■ Given data ■
<<<<

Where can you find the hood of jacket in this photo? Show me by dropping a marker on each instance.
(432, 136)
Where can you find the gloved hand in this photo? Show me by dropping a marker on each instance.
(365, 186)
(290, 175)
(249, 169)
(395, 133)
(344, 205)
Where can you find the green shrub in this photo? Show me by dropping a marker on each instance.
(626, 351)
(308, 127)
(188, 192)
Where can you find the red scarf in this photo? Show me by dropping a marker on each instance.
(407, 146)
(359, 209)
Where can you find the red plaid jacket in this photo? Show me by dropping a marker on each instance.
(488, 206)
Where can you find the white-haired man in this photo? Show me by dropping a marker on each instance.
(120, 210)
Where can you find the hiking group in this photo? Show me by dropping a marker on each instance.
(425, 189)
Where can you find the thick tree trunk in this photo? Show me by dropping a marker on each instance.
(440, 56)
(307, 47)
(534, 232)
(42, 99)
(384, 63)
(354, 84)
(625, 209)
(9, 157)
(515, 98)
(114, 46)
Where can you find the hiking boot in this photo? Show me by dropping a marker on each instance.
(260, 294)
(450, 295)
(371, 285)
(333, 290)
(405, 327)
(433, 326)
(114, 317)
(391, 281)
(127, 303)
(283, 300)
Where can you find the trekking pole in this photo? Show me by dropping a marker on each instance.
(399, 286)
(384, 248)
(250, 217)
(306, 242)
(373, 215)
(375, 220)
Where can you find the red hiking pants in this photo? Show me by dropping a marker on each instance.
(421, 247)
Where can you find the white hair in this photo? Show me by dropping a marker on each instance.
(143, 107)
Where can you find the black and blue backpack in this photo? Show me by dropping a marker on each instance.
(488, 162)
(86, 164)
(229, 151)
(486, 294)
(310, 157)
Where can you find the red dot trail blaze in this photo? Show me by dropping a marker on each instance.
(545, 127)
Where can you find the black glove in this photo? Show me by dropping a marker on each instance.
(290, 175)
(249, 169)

>>>>

■ Exercise prompt ■
The material must be transcribed exactly, down to the last line.

■ Expected answer ■
Where can you find the hood of jacket in this photo? Show me by dropping a marker on each instance.
(432, 136)
Where can you find the gloved hand in this photo? Show me by dropping a marker on each instance.
(365, 186)
(290, 175)
(249, 169)
(395, 133)
(344, 205)
Where can you find the green shrub in this photo? Show me by dropping a marker on each instance.
(626, 351)
(308, 127)
(188, 192)
Where can you find the red scarf in this photo? Show me by dropping a marker on each instance.
(407, 146)
(359, 209)
Where can you find the red plaid jacket in this photo? Show me by dropping a marker on each instance.
(488, 206)
Where can you find the white-haired man in this photo? Show me by dropping a marker on each instance.
(120, 210)
Where can you find the hiking group in this photo? Show me by dropping a marker on each instance.
(425, 189)
Where can you find the thick tree trunk in this photo? Show me by dropping a marker on each instance.
(440, 56)
(307, 47)
(534, 232)
(42, 99)
(384, 63)
(354, 84)
(625, 209)
(9, 157)
(515, 98)
(114, 46)
Where can you find the hiking boot in this photo? Show me by dropping a marker on each instance.
(260, 294)
(450, 295)
(371, 285)
(333, 290)
(405, 327)
(433, 326)
(114, 317)
(391, 281)
(127, 303)
(283, 300)
Where can you find the trekking pole in this photo? Show me by dropping a marker on each instance.
(399, 286)
(384, 248)
(250, 217)
(306, 242)
(373, 215)
(375, 220)
Where can you find the red hiking pants in this photo? Show me by dropping a marker on each instance.
(421, 247)
Where can you find the white hair in this photo? Show me by dropping a marker on each instance.
(143, 107)
Where can you find the black and blue backpack in this photo? Show me by dropping a marker on each instance.
(488, 162)
(86, 164)
(229, 151)
(486, 294)
(310, 157)
Where can you find the red dot trail blaze in this photo? Show me by dropping a marker on each instance.
(545, 127)
Where can you find the black glove in this photo? Show me by dropping a marker on each instance.
(290, 175)
(249, 169)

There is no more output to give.